[Object location annotation data]
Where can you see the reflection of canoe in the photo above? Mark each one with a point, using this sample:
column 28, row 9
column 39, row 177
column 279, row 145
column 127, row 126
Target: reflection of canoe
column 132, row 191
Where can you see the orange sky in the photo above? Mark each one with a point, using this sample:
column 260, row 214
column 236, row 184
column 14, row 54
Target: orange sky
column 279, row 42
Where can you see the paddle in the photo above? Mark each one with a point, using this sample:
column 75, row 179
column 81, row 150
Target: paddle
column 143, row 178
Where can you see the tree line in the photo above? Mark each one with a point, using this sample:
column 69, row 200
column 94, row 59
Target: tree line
--
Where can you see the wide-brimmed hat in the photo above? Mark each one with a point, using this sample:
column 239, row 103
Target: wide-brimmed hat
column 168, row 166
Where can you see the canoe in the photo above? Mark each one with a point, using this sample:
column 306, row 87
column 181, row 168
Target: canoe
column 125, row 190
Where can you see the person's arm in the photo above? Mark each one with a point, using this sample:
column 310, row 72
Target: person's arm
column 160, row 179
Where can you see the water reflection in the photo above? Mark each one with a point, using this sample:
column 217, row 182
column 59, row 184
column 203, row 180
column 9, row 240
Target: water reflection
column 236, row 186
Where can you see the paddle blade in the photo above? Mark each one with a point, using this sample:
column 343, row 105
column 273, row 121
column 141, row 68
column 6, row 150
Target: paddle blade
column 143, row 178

**Task requirements**
Reproduce the records from the line with "Where can you see the reflection" to the line with "Target: tree line", substituting "Place a point on each one" for each occurrence of "Mark each one with a point" and leaving all else unchanged.

**Solution below**
Where can you see the reflection of canoe in the photo above? Place a point on each one, using this sample:
column 28, row 9
column 39, row 177
column 279, row 145
column 127, row 126
Target: reflection of canoe
column 132, row 191
Where can you see the orange sky in the photo above? Place a point on each one, using this sample:
column 260, row 214
column 236, row 184
column 14, row 54
Target: orange sky
column 279, row 42
Where can you see the paddle in the photo above? Place a point on each one, using this sample:
column 75, row 179
column 81, row 150
Target: paddle
column 143, row 178
Where can you see the tree line in the photo above? Place a point on each one, using this sample:
column 69, row 200
column 94, row 59
Target: tree line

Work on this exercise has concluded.